● **Exercise objective**:
Turn every line of the records below into a JSON list of strings, one string per line, leaving out any blank lines.

● **Data entries**:
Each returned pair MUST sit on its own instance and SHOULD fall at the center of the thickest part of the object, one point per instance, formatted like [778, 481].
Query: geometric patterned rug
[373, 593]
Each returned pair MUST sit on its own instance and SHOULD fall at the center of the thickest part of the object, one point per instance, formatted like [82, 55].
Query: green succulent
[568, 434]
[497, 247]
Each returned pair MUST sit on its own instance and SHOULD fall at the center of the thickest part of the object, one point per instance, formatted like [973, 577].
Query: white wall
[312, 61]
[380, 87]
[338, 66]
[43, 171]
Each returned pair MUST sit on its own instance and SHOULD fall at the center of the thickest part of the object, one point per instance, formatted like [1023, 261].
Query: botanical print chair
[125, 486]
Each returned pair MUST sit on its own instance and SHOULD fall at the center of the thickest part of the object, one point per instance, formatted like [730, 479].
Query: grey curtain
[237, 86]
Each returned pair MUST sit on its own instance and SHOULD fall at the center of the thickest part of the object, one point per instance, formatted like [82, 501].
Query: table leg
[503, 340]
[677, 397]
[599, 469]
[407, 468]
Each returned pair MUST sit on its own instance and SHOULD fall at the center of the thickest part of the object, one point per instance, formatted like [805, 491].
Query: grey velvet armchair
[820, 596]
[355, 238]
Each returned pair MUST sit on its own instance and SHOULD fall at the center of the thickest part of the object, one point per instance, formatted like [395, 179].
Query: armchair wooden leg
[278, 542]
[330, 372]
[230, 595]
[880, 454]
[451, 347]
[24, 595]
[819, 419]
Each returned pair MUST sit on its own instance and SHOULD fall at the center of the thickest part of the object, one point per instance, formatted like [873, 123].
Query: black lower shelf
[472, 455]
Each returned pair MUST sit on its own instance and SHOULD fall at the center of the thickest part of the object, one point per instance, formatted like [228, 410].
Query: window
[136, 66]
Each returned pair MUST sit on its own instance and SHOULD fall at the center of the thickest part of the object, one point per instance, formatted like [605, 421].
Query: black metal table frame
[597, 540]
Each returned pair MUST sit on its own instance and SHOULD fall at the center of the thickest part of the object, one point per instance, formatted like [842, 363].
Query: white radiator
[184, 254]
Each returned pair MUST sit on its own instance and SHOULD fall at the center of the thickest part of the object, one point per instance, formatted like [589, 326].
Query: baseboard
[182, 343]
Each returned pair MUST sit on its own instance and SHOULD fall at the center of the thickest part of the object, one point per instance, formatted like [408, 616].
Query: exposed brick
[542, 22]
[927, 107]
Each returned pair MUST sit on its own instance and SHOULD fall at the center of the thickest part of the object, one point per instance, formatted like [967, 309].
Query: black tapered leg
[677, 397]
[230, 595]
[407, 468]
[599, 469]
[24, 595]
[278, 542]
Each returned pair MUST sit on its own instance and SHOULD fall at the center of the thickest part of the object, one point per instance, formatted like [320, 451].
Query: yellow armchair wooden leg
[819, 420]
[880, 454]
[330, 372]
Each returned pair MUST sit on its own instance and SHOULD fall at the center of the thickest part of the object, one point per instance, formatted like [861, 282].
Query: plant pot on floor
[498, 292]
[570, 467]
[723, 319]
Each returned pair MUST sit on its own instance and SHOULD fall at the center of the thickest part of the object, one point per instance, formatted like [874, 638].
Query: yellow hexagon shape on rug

● **Task answer**:
[
  "Each returned pair MUST sit on its own instance and SHOULD fall at the center of the thickest part of the object, one point per instance, formatted like [778, 481].",
  "Query: geometric patterned rug",
  "[373, 593]",
  "Each returned pair MUST sit on its own instance and SHOULD fall at the center of the thickest part of the object, one point per instance, formatted like [82, 55].",
  "Query: green succulent",
  "[568, 434]",
  "[497, 247]",
  "Each returned pair MUST sit on its own instance and SHOULD fall at the center of the thickest part of the object, one point per instance, formatted like [973, 577].",
  "Query: white wall",
  "[312, 61]",
  "[380, 87]",
  "[338, 66]",
  "[43, 171]",
  "Each returned pair MUST sit on its own instance and SHOULD fall at the center of the thickest part of the object, one point per instance, formatted like [1023, 261].",
  "Query: botanical print chair",
  "[125, 486]",
  "Each returned pair MUST sit on its own instance and SHOULD fall at the center of the thickest part of the object, one point per instance, formatted like [730, 479].",
  "Query: grey curtain",
  "[237, 86]",
  "Each returned pair MUST sit on its own instance and SHOULD fall at the center of the thickest part of the object, one point per instance, formatted like [82, 501].",
  "Query: table leg",
  "[503, 340]",
  "[677, 397]",
  "[599, 469]",
  "[407, 468]",
  "Each returned pair MUST sit on its own instance and SHOULD fall at the center of the thickest part of the object, one point per instance, formatted like [805, 491].",
  "Query: grey velvet armchair",
  "[820, 596]",
  "[355, 238]",
  "Each returned pair MUST sit on its own instance and SHOULD fall at the center of the thickest part of the object, one point per instance, formatted like [395, 179].",
  "Query: armchair wooden leg",
  "[278, 542]",
  "[330, 372]",
  "[230, 595]",
  "[880, 454]",
  "[451, 347]",
  "[24, 595]",
  "[819, 419]",
  "Each returned pair MUST sit on its own instance and SHOULD fall at the center of the thickest part of the object, one point per instance, formatted like [873, 123].",
  "Query: black lower shelf",
  "[472, 455]",
  "Each returned pair MUST sit on its own instance and SHOULD fall at the center of the thickest part of the object, one point per instance, formatted like [228, 410].",
  "Query: window",
  "[136, 66]",
  "Each returned pair MUST sit on its own instance and SHOULD fall at the center of the thickest part of the object, one point per instance, formatted like [605, 421].",
  "Query: black metal table frame",
  "[597, 540]",
  "Each returned pair MUST sit on its own instance and SHOULD fall at the center of the thickest part of the object, one point per instance, formatted like [842, 363].",
  "Query: white radiator",
  "[184, 254]",
  "Each returned pair MUST sit on its own instance and SHOULD fall at the center of the thickest part of the object, one point per instance, formatted like [589, 326].",
  "Query: baseboard",
  "[182, 343]",
  "Each returned pair MUST sit on its own instance and SHOULD fall at the center of the thickest part of the object, one point per instance, formatted like [408, 616].",
  "Query: exposed brick",
  "[542, 22]",
  "[927, 107]",
  "Each returned pair MUST sit on its own instance and SHOULD fall at the center of the thickest part of the object, one point per instance, formatted like [967, 309].",
  "Query: black tapered leg",
  "[677, 397]",
  "[230, 595]",
  "[407, 468]",
  "[599, 469]",
  "[24, 595]",
  "[278, 542]",
  "Each returned pair MUST sit on its own instance and SHOULD fall at the center of the thickest part of the object, one point per instance, formatted like [320, 451].",
  "Query: yellow armchair wooden leg",
  "[819, 420]",
  "[880, 454]",
  "[330, 372]",
  "Each returned pair MUST sit on its own instance and SHOULD fall at the center of the thickest part of the object, one point per instance, formatted like [861, 282].",
  "Query: plant pot on floor",
  "[498, 292]",
  "[570, 467]",
  "[723, 319]",
  "Each returned pair MUST sit on its own instance and SHOULD fall at the center of the thickest part of the object, one point per instance, formatted like [874, 638].",
  "Query: yellow hexagon shape on rug"
]